─── Passage ───
Community Remembrance Project explores effect of 'judicial complicity' in Greenville

They were sons, brothers, husbands, fathers, and all were killed, lynched, in Greenville.

Remembering them is key not just to understanding the past, but to understanding the present and the future. That is the message of the Community Remembrance Project of Greenville County why the organization led a program to honor and to remember on Saturday.

The program, titled “Judicial Complicity in Greenville County,” served as a conduit for acknowledgement and for conversation about racially motivated lynchings that happened in Greenville. Organizers expressed hope that bringing the past to light, no matter how uncomfortable, may serve to create meaningful change in the future.

“The violence and the terror of lynching created a legacy that has not been adequately addressed in our community,” said Feliccia Smith, co-chair of the Community Remembrance Project. “And that legacy continues to sustain racial injustice and bias, and so the time is now; the time is now that we remember.”
─── Dataset section ───
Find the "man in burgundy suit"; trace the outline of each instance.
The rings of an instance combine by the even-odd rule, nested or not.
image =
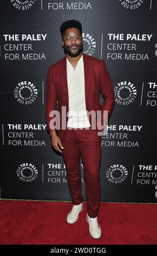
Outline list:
───
Work to complete
Pick up the article on the Greenville County remembrance program right after its last sentence and write the next few paragraphs.

The response
Saturday’s program focused on three men.

Jerius Duncan, of Glow Lyric Theatre portrays lynching victim, Willie Earle during an event by the Community Remembrance Project of Greenville County.
Jerius Duncan, of Glow Lyric Theatre portrays lynching victim, Willie Earle during an event by the Community Remembrance Project of Greenville County.

Ira Johnson was hung from a tree in 1895 after a fight with a white man.

Robert Williams was kidnapped and murdered in 1881 after the husband and father of two children was accused of assaulting a white woman.

Willie Earle was killed by a mob of white men after being accused of killing a white cab driver.

None of these men ever had a chance to go to trial and none of their killers were ever brought to justice. The men are some of the 189 people identified by the Equal Justice Initiative as victims of lynching in South Carolina.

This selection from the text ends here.